[Entries from a pointing dataset]
/---

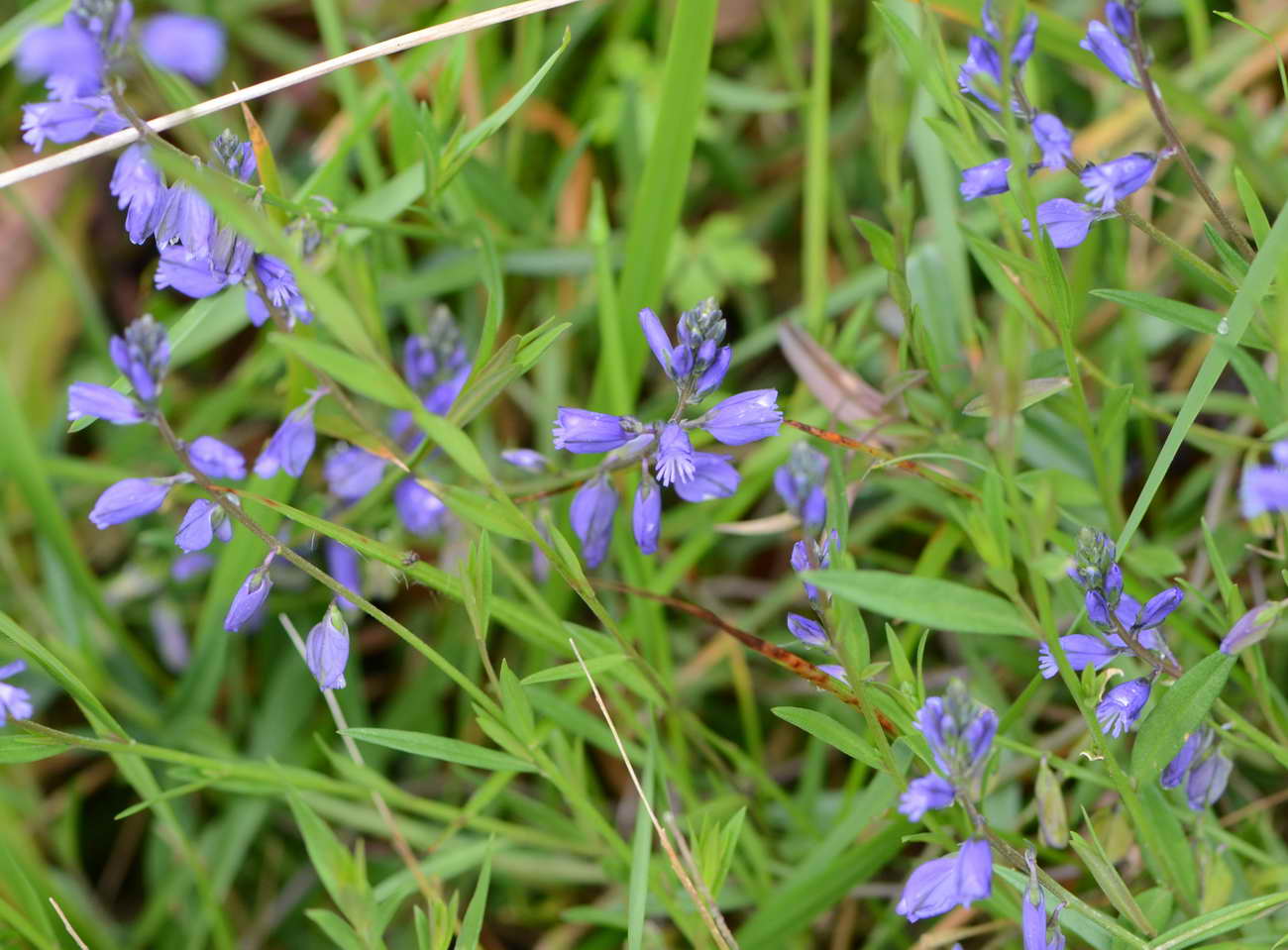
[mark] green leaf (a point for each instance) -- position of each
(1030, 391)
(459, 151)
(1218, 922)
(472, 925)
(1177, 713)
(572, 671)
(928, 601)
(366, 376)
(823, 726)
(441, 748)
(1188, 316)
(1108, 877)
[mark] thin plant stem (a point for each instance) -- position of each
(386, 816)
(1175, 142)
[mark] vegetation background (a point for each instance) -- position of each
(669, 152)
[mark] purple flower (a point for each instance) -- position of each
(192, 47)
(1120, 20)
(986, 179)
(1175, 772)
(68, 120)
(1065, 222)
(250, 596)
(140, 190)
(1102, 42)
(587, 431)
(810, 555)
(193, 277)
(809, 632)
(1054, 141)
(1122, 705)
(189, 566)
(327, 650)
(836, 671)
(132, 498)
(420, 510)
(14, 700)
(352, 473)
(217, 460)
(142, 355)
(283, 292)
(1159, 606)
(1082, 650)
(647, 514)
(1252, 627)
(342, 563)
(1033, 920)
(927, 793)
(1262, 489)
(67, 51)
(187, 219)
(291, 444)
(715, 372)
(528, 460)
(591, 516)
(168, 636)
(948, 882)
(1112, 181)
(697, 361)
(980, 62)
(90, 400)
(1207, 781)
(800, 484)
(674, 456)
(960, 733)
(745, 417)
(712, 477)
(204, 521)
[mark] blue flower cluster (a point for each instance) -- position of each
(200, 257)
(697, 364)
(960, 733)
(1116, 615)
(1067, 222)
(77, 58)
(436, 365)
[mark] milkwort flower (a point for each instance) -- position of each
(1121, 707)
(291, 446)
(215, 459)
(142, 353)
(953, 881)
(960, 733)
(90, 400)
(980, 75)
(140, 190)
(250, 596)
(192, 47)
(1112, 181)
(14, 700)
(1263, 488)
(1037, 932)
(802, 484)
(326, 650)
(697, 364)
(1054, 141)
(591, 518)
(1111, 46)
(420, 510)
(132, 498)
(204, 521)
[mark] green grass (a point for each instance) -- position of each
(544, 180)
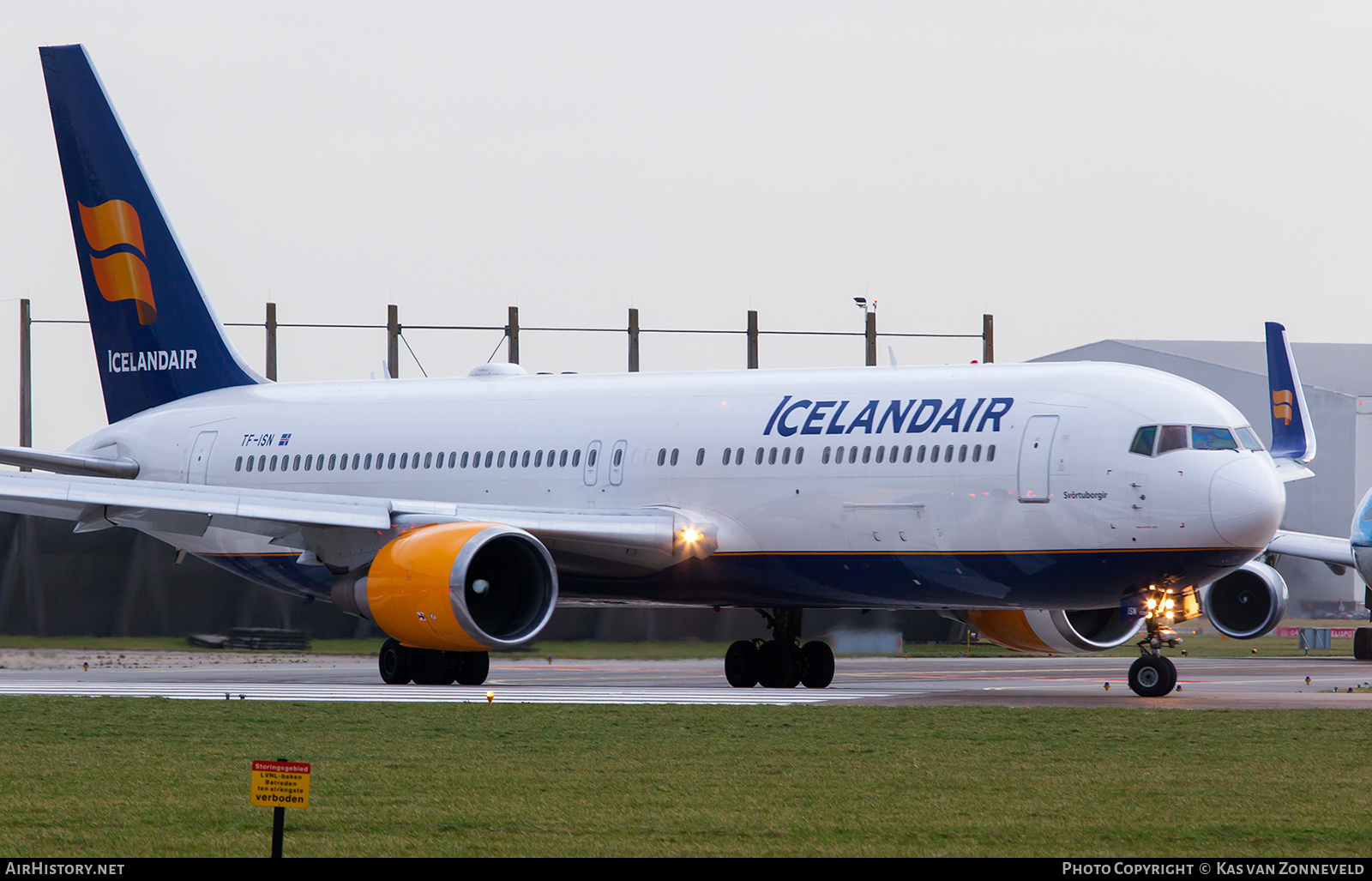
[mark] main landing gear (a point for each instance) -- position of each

\---

▸ **REQUIRED TASK**
Skip the images and write out the rest of the listing exactly.

▸ **CORRECT RESULT**
[mark] green leaf (a point for each instance) -- position of each
(1030, 391)
(459, 151)
(1218, 922)
(472, 925)
(1177, 713)
(572, 671)
(928, 601)
(366, 376)
(823, 726)
(441, 748)
(1188, 316)
(1108, 877)
[mark] thin plant stem (a point for each instance) -- position of each
(386, 816)
(1175, 142)
[mark] vegetation background (a point for each instance) -- position of each
(669, 152)
[mark] purple flower (a point for each instance) -- position of each
(192, 47)
(1120, 20)
(986, 179)
(1175, 772)
(68, 120)
(1065, 222)
(250, 596)
(140, 190)
(1102, 42)
(587, 431)
(810, 555)
(193, 277)
(809, 632)
(1054, 141)
(1122, 705)
(189, 566)
(327, 650)
(836, 671)
(132, 498)
(420, 510)
(14, 700)
(352, 473)
(217, 460)
(142, 355)
(283, 292)
(1159, 606)
(1082, 650)
(647, 514)
(1252, 627)
(342, 563)
(1033, 920)
(927, 793)
(1262, 489)
(67, 51)
(187, 219)
(291, 444)
(715, 372)
(528, 460)
(591, 516)
(168, 636)
(948, 882)
(1112, 181)
(697, 361)
(980, 62)
(90, 400)
(1207, 781)
(800, 484)
(674, 456)
(960, 733)
(745, 417)
(712, 477)
(204, 521)
[mark] blue flower cluster (a point for each instance) -- position of each
(200, 257)
(697, 364)
(960, 733)
(1116, 615)
(1067, 222)
(77, 58)
(436, 365)
[mark] milkwort flower (a point for each instance) -- position of each
(1121, 707)
(291, 446)
(215, 459)
(142, 353)
(953, 881)
(960, 733)
(90, 400)
(980, 75)
(140, 190)
(250, 596)
(192, 47)
(1112, 181)
(14, 700)
(1263, 488)
(1037, 932)
(802, 484)
(326, 650)
(697, 364)
(1054, 141)
(591, 518)
(1111, 46)
(420, 510)
(132, 498)
(204, 521)
[mark] green grass (a point for each instance) -- position of each
(544, 180)
[mark] main landing gear (a point for each instance) -- position of each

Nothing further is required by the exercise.